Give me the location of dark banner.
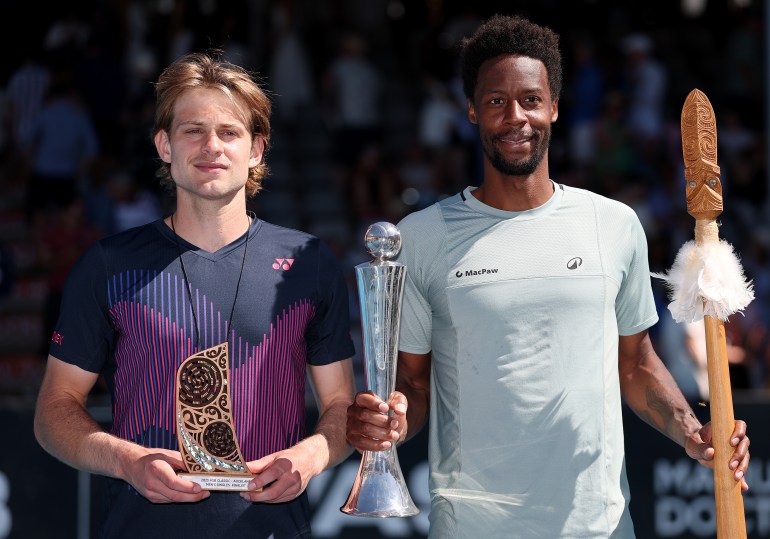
[0,402,770,539]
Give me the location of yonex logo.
[567,256,583,269]
[273,258,294,271]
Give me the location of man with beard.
[347,16,749,539]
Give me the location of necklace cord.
[170,213,253,350]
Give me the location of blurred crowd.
[0,0,770,400]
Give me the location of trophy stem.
[340,222,419,517]
[340,446,420,517]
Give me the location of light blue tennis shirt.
[397,184,658,539]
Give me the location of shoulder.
[257,219,324,248]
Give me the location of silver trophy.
[340,222,420,517]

#### PROBLEM TO SOLVE:
Rewrite every line of the records above, requests included, with each bounding-box coordinate in the answers multiplied by 0.6 and rounded to a whole number (halves round up). Leave the pictures out.

#### OUTPUT:
Give me the location of dark banner.
[0,241,462,323]
Give me the location of yonex logo.
[340,154,350,161]
[164,155,176,163]
Give me the location of man with beard.
[208,10,449,323]
Give me the location of necklace cord.
[102,128,152,210]
Give me the location of blurred crowd.
[0,0,462,240]
Give me the location of trophy stem.
[204,133,251,310]
[204,268,252,310]
Give me the location of light blue tennis shirt.
[238,110,395,323]
Give me the location of shoulder.
[154,131,194,149]
Give me the location of silver trophy.
[204,133,252,310]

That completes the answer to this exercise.